## Work to be completed
Run through the records and show each line that includes the string "piggy".

## Data under study

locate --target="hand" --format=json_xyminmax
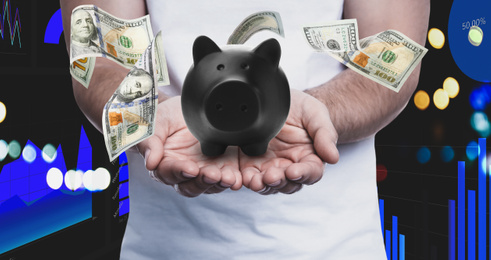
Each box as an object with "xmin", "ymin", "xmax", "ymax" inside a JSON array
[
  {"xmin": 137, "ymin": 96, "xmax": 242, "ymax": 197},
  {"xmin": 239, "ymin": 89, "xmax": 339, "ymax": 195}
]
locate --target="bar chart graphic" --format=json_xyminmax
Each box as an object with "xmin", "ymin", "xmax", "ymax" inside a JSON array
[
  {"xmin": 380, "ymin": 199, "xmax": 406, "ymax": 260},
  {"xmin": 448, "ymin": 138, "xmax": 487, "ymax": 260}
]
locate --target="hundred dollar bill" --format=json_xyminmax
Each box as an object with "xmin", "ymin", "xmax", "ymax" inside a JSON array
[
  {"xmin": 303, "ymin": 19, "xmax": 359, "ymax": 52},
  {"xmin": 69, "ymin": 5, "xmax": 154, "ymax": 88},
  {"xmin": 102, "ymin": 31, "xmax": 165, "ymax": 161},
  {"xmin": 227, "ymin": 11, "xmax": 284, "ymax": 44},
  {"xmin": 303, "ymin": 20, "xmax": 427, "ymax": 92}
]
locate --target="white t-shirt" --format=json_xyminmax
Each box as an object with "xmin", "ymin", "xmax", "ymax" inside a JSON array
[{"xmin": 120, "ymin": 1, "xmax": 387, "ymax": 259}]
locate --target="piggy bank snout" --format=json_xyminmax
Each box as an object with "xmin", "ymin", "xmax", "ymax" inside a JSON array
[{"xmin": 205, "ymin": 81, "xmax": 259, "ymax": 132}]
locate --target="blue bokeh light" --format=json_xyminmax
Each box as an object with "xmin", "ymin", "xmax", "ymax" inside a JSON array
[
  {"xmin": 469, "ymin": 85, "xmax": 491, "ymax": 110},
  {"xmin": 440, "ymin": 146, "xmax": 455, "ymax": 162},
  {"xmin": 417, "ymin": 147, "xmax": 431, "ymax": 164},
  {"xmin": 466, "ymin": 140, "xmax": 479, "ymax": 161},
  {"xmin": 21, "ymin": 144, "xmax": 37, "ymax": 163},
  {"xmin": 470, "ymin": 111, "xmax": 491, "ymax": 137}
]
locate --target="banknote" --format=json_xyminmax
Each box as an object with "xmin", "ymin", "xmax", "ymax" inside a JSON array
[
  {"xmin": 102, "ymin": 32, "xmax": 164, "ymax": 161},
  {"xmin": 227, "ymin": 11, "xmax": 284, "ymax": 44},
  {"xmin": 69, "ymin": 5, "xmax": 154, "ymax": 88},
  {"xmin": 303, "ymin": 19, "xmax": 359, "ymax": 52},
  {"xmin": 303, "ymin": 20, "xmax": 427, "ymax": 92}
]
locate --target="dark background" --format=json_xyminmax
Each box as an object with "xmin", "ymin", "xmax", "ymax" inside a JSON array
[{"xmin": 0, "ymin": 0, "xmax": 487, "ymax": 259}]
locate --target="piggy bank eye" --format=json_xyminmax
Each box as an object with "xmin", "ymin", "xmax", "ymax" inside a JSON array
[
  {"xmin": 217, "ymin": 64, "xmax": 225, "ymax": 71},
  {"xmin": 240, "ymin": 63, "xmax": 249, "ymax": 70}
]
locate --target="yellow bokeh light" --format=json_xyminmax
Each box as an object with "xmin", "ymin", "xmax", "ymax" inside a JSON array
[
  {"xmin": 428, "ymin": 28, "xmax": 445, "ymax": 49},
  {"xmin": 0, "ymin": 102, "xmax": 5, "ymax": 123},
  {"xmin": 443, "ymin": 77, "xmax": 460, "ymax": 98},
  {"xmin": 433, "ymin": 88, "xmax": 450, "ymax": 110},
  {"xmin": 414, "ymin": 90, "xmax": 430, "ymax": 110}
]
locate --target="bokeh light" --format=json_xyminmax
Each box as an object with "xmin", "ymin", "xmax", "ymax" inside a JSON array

## Solution
locate --target="piggy bank snout" --format=json_xyminmax
locate --target="piggy bank eye" --format=json_xyminmax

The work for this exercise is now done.